● USING THE INFORMATION
• a. List each item that the coal ash article says the county also wants, in the sentence beginning "The county also wants."
• b. Retype the coal ash article's passage that begins at the words "After consulting with" and stops after "to private owners.".

##### SOURCE EXTRACT

Clermont County Commissioner David Painter
Clermont County Commissioner David Painter

After consulting with environmental agencies, Painter realized they would not be able to force the changes that the county wanted.

Then land began to change owners in 2023, as New Richmond Development Corporation started to sell property to private owners.

A Brown County business, TBDA Investments LLC, bought eight parcels that total 294 acres of both hillside and riverfront land, close to areas where leftover coal ash is stored.

“One of those owners was not aware of what that would be. Obviously, New Richmond Development Corporation is supposed to manage those pits for legacy, and so there was some concern about that,” Painter said.

coalash8.jpg
This file photo from 2016 shows the coal ash ponds at the Beckjord power plant site and how close they sit to the banks of the Ohio River in New Richmond.

“That kind of material along the Ohio River is eventually going to be disastrous one way or another,” Painter said. “We’re just trying to head it off at this particular period so we can ensure that the water quality here stays good.”

Neither CPL nor TBDA Investments responded to requests for comment.

The county also wants updated safety plans, regular exercises for emergency preparedness, better and required groundwater monitoring, and a court-ordered plan to keep contaminants away from the public water supply.

“If that material is left there, and they are allowed to cap that in place and it migrates into the wells which, it will, eventually, it will get there … and if we have to extract that water and treat it to make sure that water is safe for drinking here in Clermont County, we’re going to spend millions of dollars,” Painter said.

##########
##### PROVIDED DATA

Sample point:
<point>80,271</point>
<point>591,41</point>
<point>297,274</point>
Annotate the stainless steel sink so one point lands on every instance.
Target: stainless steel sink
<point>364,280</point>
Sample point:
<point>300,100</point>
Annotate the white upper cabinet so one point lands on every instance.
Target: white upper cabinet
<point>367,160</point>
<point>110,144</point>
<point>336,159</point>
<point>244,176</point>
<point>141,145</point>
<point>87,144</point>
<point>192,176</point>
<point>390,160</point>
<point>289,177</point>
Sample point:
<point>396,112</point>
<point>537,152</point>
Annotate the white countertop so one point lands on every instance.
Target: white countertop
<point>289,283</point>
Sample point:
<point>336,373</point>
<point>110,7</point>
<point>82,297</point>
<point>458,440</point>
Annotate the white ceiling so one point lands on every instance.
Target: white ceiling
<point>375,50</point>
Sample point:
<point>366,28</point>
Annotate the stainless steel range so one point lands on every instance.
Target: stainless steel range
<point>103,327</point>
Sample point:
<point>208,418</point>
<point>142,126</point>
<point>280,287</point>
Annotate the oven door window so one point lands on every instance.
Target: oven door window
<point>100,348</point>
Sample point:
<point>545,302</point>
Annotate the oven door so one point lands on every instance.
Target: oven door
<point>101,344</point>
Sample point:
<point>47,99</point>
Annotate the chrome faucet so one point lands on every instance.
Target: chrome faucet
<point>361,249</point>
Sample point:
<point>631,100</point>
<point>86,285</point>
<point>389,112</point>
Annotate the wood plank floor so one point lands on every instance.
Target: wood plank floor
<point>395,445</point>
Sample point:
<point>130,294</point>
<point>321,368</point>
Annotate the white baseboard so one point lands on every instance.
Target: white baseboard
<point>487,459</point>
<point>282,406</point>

##########
##### PROVIDED DATA

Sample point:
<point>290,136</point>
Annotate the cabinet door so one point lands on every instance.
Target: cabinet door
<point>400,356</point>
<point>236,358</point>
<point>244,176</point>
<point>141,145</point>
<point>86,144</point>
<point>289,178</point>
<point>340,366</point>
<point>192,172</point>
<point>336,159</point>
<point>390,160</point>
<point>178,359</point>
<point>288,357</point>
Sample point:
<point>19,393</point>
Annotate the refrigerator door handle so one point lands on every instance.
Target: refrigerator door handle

##########

● SOLUTIONS TO EACH TASK
• a.
- Updated safety plans
- Regular exercises for emergency preparedness
- Better and required groundwater monitoring
- A court-ordered plan to keep contaminants away from the public water supply

• b.
After consulting with environmental agencies, Painter realized they would not be able to force the changes that the county wanted.

Then land began to change owners in 2023, as New Richmond Development Corporation started to sell property to private owners.